### Instruction 1:
Please retype the forum post below about a true random generator, keeping every character the same.

### Passage given:
Dec 1st, 2023, 03:55 PM
#1
[RESOLVED] Random
Just for the heck of it I am buying this true random generator.
https://www.amazon.com/TrueRNGV3Ha.../dp/B01KR2JHTA
The device sends bytes over the comport that are random.
To get a head start I thought I would try and mimic what the Random class does. At the core of Random is the .Sample method. And right from go I am confused.
How do you create a Double greater than or equal to 0 and less than one from 8 random bytes? I have some code that appears to work but is slow, 6 seconds to produce 1,000,000 Doubles.
Code:
' Significand or mantissa 051
' Exponent 52  62
' Sign (0 = Positive, 1 = Negative) 63
' 8000000000000
Me._methodLock.WaitOne() 'for thread safety
Dim rv As Double = Double.NaN
Const MantMsk As Long = &HFFFFFFFFFFFFFL
Const ExpMsk As Long = &H7FF0000000000000L
Const Mask As Long = MantMsk Or ExpMsk 'negative numbers not possible with this mask
Dim L As Long = Long.MinValue
If Me.WaitForBytes(8) Then 'wait for there to be at least 8 bytes in the com buffer
Dim byteVal As New List(Of Byte)

### Instruction 2:
Echo all the rows that follow, line for line and without any change.

### Items:
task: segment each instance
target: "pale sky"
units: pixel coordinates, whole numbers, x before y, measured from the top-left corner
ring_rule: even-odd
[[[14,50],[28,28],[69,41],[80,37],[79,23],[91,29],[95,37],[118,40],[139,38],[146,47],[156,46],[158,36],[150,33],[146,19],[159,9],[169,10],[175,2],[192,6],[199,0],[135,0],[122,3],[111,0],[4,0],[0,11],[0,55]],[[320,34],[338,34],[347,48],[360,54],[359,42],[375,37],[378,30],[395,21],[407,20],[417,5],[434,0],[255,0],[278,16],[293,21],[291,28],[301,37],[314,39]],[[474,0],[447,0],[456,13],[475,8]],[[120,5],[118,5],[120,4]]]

### Complete output 1:
Dec 1st, 2023, 03:55 PM
#1
[RESOLVED] Random
Just for the heck of it I am buying this true random generator.
https://www.amazon.com/TrueRNGV3Ha.../dp/B01KR2JHTA
The device sends bytes over the comport that are random.
To get a head start I thought I would try and mimic what the Random class does. At the core of Random is the .Sample method. And right from go I am confused.
How do you create a Double greater than or equal to 0 and less than one from 8 random bytes? I have some code that appears to work but is slow, 6 seconds to produce 1,000,000 Doubles.
Code:
' Significand or mantissa 051
' Exponent 52  62
' Sign (0 = Positive, 1 = Negative) 63
' 8000000000000
Me._methodLock.WaitOne() 'for thread safety
Dim rv As Double = Double.NaN
Const MantMsk As Long = &HFFFFFFFFFFFFFL
Const ExpMsk As Long = &H7FF0000000000000L
Const Mask As Long = MantMsk Or ExpMsk 'negative numbers not possible with this mask
Dim L As Long = Long.MinValue
If Me.WaitForBytes(8) Then 'wait for there to be at least 8 bytes in the com buffer
Dim byteVal As New List(Of Byte)

### Complete output 2:
task: segment each instance
target: "pale sky"
units: pixel coordinates, whole numbers, x before y, measured from the top-left corner
ring_rule: even-odd
[[[14,50],[28,28],[69,41],[80,37],[79,23],[91,29],[95,37],[118,40],[139,38],[146,47],[156,46],[158,36],[150,33],[146,19],[159,9],[169,10],[175,2],[192,6],[199,0],[135,0],[122,3],[111,0],[4,0],[0,11],[0,55]],[[320,34],[338,34],[347,48],[360,54],[359,42],[375,37],[378,30],[395,21],[407,20],[417,5],[434,0],[255,0],[278,16],[293,21],[291,28],[301,37],[314,39]],[[474,0],[447,0],[456,13],[475,8]],[[120,5],[118,5],[120,4]]]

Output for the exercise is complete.